--- Reading passage ---
>> start

This is the five-step policy we intend to follow, with specific consequences for unexcused absences:

 

  • First absence: a member of our attendance team will call you to remind you of our Attendance Policy, as well as inform your Advisor to speak with you. For an unexcused absence, there will be a consequence of either a reflective lunch or staying late with the teacher to make up the missed work.
  • Second unexcused absence: Your advisor will personally contact your parents in addition to a reflective lunch and afterschool make-up.
  • Third unexcused absence: Your advisor will set up a meeting including you, your parent, the Advisor and another school adult (such as Social Worker, Principal) to investigate the reasons for your absences. Consequences, including a setting contract, will be determined at this meeting.
  • Fifth unexcused absence: You will be asked to meet with the leadership either to determine radical strategies for coping with your truancy pattern, perhaps including investigating alternatives to Harvest.

 

 

Bathroom Policy.  One student at a given time is allowed to go to the bathroom with the pass. Permission should be asked of the teacher so whereabouts are understood.

>> end

--- Data listing ---
>> start

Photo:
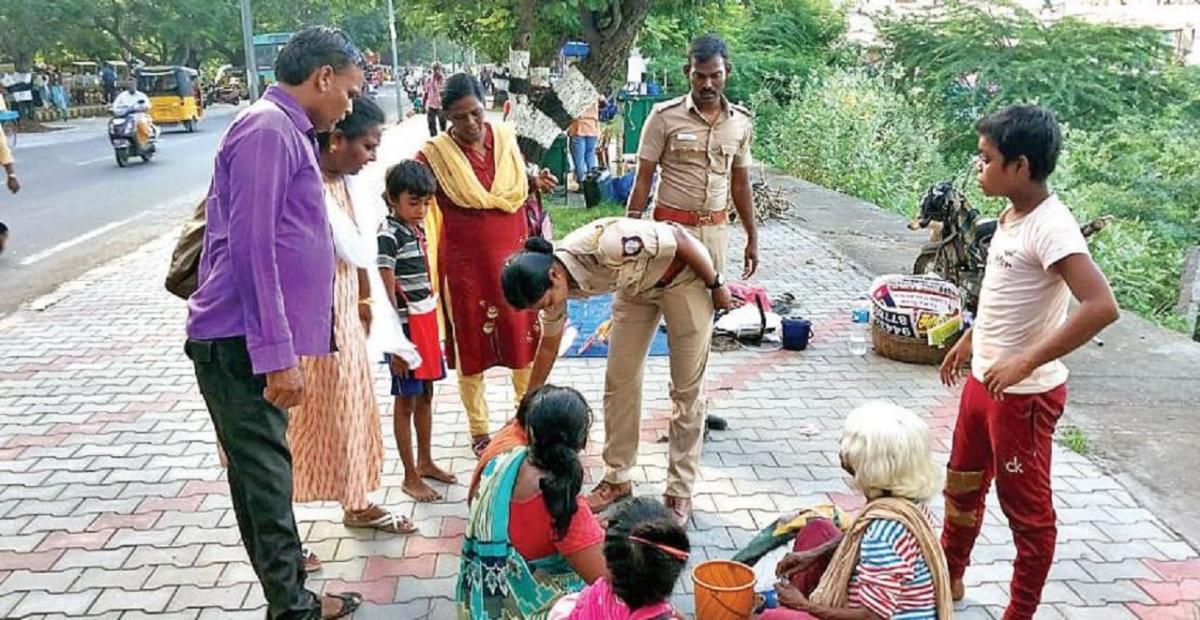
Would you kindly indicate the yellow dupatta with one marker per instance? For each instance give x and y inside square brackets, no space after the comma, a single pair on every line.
[457,180]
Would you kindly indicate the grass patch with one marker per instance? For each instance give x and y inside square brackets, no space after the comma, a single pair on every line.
[1074,439]
[567,218]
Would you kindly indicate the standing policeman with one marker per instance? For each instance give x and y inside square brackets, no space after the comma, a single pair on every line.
[701,143]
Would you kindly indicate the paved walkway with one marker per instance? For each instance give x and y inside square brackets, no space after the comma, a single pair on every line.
[114,504]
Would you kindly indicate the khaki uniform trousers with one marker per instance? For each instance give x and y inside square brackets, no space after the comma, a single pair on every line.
[688,308]
[474,398]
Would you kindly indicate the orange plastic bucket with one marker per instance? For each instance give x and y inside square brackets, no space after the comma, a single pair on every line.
[724,590]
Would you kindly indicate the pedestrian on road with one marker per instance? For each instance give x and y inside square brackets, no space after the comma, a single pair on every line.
[108,80]
[403,263]
[701,142]
[583,133]
[334,433]
[265,300]
[10,173]
[1017,387]
[21,85]
[478,221]
[59,97]
[435,114]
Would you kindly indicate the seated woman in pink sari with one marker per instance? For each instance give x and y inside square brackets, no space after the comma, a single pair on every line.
[646,551]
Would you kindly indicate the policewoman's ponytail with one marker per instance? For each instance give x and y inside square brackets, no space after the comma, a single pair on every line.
[526,275]
[558,420]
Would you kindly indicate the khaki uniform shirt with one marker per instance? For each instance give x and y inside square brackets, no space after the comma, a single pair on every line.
[694,156]
[610,254]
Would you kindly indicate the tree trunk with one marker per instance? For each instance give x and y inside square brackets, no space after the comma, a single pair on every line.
[610,37]
[527,11]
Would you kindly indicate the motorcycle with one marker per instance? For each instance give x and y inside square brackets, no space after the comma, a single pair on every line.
[123,133]
[960,238]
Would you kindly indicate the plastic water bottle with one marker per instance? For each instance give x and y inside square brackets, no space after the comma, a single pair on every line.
[861,315]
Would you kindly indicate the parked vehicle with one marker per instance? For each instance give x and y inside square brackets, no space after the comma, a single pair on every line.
[959,240]
[174,95]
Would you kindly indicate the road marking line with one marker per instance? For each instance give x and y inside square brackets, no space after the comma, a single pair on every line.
[71,242]
[97,160]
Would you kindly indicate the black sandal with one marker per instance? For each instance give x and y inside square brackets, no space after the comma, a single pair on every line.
[351,603]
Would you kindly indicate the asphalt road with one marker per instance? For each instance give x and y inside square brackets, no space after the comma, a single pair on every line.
[77,209]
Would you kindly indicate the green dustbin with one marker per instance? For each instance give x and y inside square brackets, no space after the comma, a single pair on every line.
[635,112]
[557,158]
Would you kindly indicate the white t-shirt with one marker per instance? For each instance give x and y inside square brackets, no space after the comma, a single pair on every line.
[1020,300]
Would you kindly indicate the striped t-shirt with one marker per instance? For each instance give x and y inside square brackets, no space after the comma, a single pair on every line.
[402,250]
[892,578]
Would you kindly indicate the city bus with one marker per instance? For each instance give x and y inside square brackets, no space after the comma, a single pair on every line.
[267,48]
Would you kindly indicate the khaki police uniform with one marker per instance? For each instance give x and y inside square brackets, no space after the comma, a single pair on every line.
[695,161]
[616,254]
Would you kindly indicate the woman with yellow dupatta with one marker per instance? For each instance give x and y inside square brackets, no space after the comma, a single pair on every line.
[478,221]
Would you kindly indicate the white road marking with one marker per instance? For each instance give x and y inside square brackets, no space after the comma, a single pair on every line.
[71,242]
[97,160]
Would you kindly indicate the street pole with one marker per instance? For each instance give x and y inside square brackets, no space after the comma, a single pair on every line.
[395,61]
[247,41]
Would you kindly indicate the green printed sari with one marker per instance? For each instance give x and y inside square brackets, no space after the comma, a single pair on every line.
[495,582]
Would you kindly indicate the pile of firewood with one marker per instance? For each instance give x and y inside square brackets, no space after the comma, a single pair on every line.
[769,202]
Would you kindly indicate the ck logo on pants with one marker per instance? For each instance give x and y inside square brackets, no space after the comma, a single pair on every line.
[1014,467]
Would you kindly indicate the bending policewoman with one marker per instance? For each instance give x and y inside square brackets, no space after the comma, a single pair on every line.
[660,265]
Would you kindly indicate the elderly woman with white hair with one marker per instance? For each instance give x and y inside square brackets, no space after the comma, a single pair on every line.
[889,564]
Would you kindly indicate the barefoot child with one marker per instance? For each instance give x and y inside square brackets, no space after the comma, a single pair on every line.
[1017,387]
[405,268]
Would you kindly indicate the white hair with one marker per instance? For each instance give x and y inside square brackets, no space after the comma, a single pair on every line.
[889,450]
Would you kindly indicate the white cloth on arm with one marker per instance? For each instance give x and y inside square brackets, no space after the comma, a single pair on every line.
[385,333]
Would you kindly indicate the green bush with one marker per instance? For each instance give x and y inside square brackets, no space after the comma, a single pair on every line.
[851,132]
[785,40]
[972,58]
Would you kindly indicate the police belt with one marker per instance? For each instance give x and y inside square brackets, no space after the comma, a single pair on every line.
[691,218]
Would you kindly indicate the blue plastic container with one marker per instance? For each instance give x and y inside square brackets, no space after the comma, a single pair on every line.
[797,332]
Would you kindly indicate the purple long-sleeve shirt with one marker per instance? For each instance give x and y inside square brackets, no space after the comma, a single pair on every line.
[267,271]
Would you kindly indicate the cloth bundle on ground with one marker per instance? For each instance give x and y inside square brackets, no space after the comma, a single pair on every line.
[786,528]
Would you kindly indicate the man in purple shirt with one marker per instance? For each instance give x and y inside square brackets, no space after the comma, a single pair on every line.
[265,299]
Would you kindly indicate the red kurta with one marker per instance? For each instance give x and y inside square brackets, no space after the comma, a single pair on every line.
[483,330]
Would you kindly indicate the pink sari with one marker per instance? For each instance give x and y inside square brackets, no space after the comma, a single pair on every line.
[599,602]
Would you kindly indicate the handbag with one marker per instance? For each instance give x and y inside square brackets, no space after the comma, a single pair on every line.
[185,260]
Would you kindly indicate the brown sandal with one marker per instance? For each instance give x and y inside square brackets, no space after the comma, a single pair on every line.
[387,522]
[310,560]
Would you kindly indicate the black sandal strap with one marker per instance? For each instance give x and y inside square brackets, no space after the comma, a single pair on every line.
[351,603]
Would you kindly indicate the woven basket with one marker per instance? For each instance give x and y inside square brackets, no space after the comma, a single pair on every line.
[912,350]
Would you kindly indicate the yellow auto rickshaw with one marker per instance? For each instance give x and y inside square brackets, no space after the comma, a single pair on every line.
[175,95]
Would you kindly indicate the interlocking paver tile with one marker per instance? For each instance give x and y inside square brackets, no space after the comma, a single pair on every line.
[153,600]
[47,582]
[197,576]
[228,597]
[72,605]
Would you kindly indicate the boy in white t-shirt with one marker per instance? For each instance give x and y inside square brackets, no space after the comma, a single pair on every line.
[1017,387]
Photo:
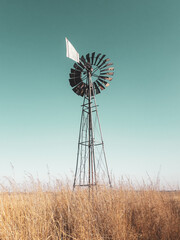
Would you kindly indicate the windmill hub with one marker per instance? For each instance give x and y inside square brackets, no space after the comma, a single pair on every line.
[99,68]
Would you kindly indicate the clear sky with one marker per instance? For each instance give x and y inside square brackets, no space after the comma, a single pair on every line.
[139,112]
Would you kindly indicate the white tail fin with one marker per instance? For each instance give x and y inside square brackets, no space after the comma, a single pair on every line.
[71,51]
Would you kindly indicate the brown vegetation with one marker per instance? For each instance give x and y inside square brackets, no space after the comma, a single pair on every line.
[109,214]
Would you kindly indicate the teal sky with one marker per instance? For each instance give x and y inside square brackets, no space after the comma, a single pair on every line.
[139,112]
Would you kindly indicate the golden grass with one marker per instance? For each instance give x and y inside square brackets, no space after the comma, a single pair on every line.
[110,214]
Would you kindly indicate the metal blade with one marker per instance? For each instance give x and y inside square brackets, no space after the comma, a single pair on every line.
[97,58]
[100,60]
[83,59]
[81,65]
[104,82]
[108,64]
[78,88]
[107,59]
[92,58]
[108,73]
[88,58]
[96,88]
[107,69]
[73,82]
[100,85]
[105,78]
[75,75]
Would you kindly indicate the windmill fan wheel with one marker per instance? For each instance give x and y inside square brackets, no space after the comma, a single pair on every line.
[101,74]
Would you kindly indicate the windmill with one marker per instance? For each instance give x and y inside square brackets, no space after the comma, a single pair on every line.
[89,76]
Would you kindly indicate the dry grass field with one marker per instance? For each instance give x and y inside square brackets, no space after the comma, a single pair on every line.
[120,213]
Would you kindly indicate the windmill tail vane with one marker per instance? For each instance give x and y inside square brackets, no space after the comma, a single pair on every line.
[89,76]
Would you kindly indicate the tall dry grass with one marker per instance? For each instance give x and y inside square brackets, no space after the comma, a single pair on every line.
[56,212]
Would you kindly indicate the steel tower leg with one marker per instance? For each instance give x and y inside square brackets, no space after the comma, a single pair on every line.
[91,162]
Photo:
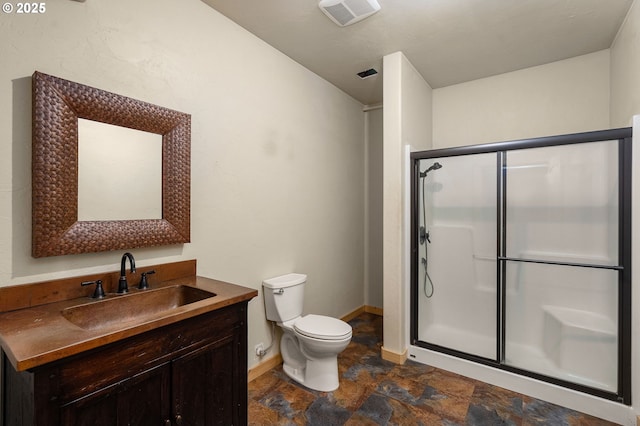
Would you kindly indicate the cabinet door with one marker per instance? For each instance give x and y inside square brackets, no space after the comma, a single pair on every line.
[145,399]
[140,401]
[205,386]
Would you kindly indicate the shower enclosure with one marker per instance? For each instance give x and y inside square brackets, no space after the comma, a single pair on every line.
[521,255]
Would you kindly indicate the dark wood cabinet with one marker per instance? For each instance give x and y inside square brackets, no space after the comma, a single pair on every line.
[193,372]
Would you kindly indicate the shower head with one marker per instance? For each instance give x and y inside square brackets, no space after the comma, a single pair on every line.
[434,166]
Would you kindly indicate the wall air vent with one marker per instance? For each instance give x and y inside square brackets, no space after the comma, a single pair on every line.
[347,12]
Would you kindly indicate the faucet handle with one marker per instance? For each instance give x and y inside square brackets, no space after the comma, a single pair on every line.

>> end

--- Do this ---
Copy out the attendance and bathroom policy above word for word, from start to finish.

--- Result for this task ---
This is the five-step policy we intend to follow, with specific consequences for unexcused absences:

 

  • First absence: a member of our attendance team will call you to remind you of our Attendance Policy, as well as inform your Advisor to speak with you. For an unexcused absence, there will be a consequence of either a reflective lunch or staying late with the teacher to make up the missed work.
  • Second unexcused absence: Your advisor will personally contact your parents in addition to a reflective lunch and afterschool make-up.
  • Third unexcused absence: Your advisor will set up a meeting including you, your parent, the Advisor and another school adult (such as Social Worker, Principal) to investigate the reasons for your absences. Consequences, including a setting contract, will be determined at this meeting.
  • Fifth unexcused absence: You will be asked to meet with the leadership either to determine radical strategies for coping with your truancy pattern, perhaps including investigating alternatives to Harvest.

 

 

Bathroom Policy.  One student at a given time is allowed to go to the bathroom with the pass. Permission should be asked of the teacher so whereabouts are understood.